■ **SET PROBLEM**
Copy the rows from the line containing "Each returned point MUST lie on the matching poster" through the line containing "131], [73, 122]]", including both of those lines, and reproduce them without any change.

■ **LISTED RECORDS**
╔══

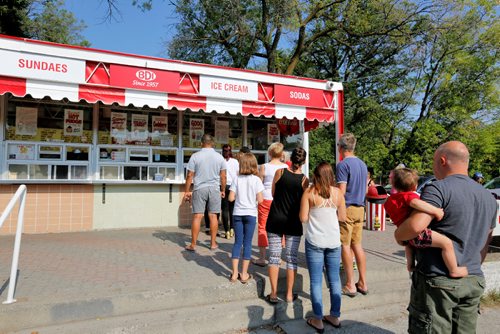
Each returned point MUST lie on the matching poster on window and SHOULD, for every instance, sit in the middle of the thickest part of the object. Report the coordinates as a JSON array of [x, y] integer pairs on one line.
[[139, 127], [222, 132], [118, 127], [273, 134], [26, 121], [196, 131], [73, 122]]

╚══
╔══

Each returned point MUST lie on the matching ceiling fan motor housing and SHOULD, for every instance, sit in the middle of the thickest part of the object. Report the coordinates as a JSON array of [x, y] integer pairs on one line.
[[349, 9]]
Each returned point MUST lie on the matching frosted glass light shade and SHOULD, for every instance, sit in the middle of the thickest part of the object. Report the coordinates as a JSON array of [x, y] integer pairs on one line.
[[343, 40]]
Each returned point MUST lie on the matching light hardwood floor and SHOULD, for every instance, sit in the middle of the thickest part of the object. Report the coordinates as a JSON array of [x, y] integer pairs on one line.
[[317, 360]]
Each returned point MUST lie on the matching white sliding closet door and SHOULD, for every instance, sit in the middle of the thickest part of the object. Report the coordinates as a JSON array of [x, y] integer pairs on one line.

╚══
╔══

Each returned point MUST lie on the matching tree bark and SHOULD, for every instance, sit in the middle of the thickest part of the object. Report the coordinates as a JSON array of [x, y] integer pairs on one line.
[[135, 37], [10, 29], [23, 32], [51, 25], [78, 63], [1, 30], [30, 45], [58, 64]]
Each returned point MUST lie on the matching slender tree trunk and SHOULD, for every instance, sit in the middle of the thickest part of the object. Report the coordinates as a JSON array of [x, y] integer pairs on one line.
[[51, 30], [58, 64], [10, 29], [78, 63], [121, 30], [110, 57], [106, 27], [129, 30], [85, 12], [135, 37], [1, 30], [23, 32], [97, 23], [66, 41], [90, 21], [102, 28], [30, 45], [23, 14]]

╚══

■ **ANSWER TO THE PROBLEM**
Each returned point MUST lie on the matching poster on window and SHOULD, for every instance, sit in the middle of the thickest part of the object. Report the coordinates as a JSON array of [x, y] integer pairs on one line.
[[139, 127], [222, 132], [118, 127], [273, 134], [26, 121], [196, 131], [73, 122]]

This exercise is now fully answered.